Not So Merry Christmas

by Daniel Horodysky, Berkeley Daily Planet, December 26, 1999

It was not a merry Christmas for the crew of the SS Badger State 30 years ago, carrying 8,900 bombs and rockets for the U.S. Air Force from Bangor Naval Ammunition Depot (Washington) to DaNang, South Vietnam.

It was their eighth consecutive day fighting for their lives in their storm-lashed ship. The bombs, some of them 2,000 pounders, had not been loaded properly and were rolling back and forth with each motion of the ship, constantly slamming against each other and the inside of the hull. The crew could see that many bombs were out of their cases.

The crew worked frantically, jamming anything and everything between the bombs in an attempt to stop the rolling: mattresses, lifejackets, chairs, mooring ropes, hatchboards, and even frozen meat. They tried for calmer seas. Nothing helped. The constant battering punched small holes in the hull and in a tween-deck hatch, which covered the opening between different levels in the cargo hold. Bombs fell through from one level to the next.

» **Exercise set**:
1/ In the SS Badger State article, rewrite the stretch from "The crew worked" through "to the next.", swapping "mattresses" for "blankets".
2/ Answer from the SS Badger State article:
(a) How many bombs and rockets was the ship carrying?
(b) From which depot did the ship set out?
(c) What did the tween-deck hatch cover?
3/ Write what comes next in the SS Badger State article, picking up after its last sentence.
The data is not needed for this work.

» **Dataset extract**:
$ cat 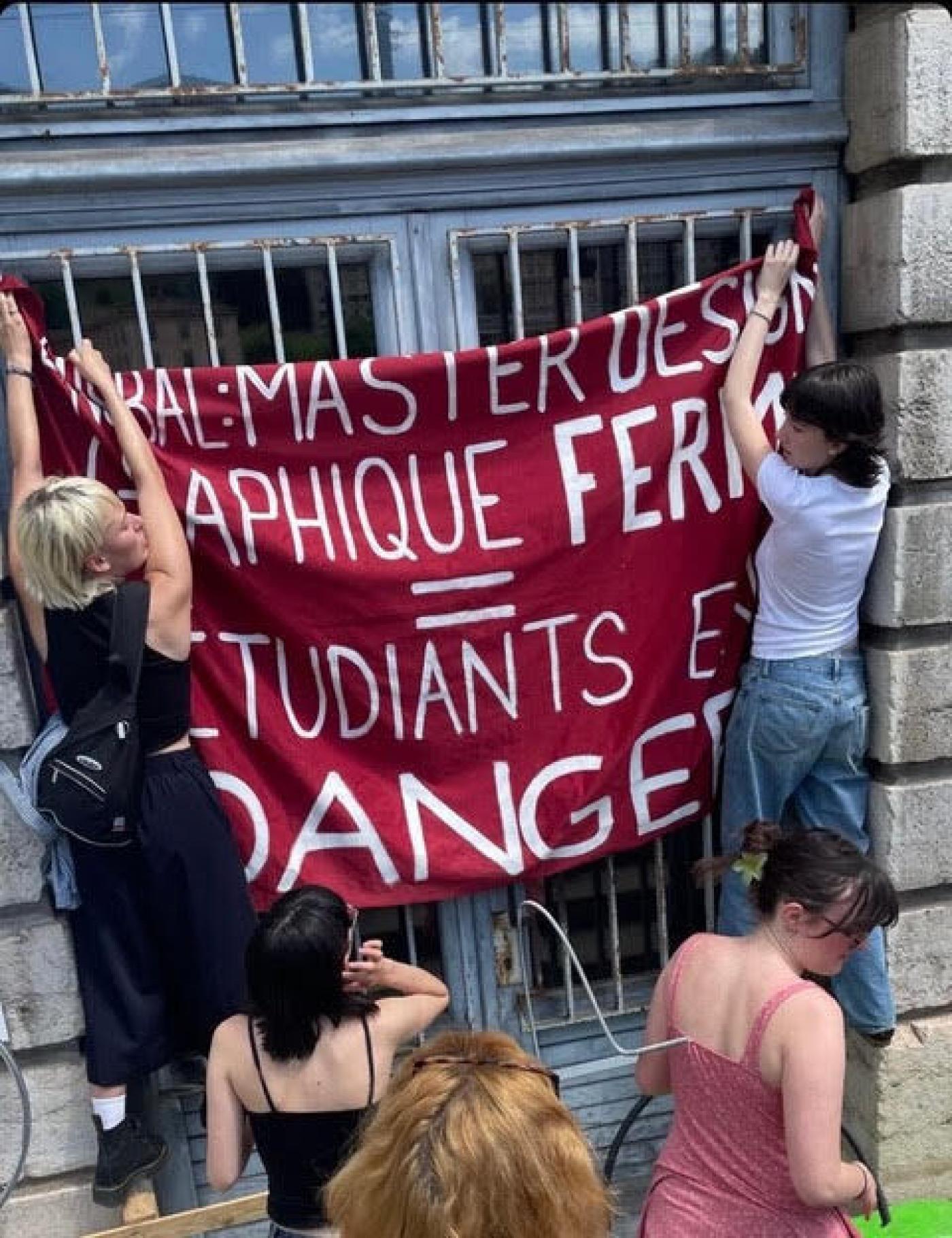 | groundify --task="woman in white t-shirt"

» **Answers to the problems**:
1/
The crew worked frantically, jamming anything and everything between the bombs in an attempt to stop the rolling: blankets, lifejackets, chairs, mooring ropes, hatchboards, and even frozen meat. They tried for calmer seas. Nothing helped. The constant battering punched small holes in the hull and in a tween-deck hatch, which covered the opening between different levels in the cargo hold. Bombs fell through from one level to the next.

2/
(a) 8,900
(b) Bangor Naval Ammunition Depot (Washington)
(c) The opening between different levels in the cargo hold

3/
On December 26th, about 1,200 miles from Midway Island, bombs exploded in a hold, blowing a 12 by 8-foot hole in the hull just above the waterline. Fire swept through the hold, and the Captain gave orders to his crew of thirty-nine to abandon ship. Waves were 30 feet high, rain was heavy, and winds were over 40 knots. As men climbed into a lifeboat, a 2,000-pound bomb rolled out the hole in the side of the ship and capsized the lifeboat.

A Greek freighter came to their rescue, tossing heaving lines to the men struggling in the water, but the combined attack of giant waves and albatrosses washed away 26 of the crew. Ten days of fires and explosions racked the SS Badger State before she sank.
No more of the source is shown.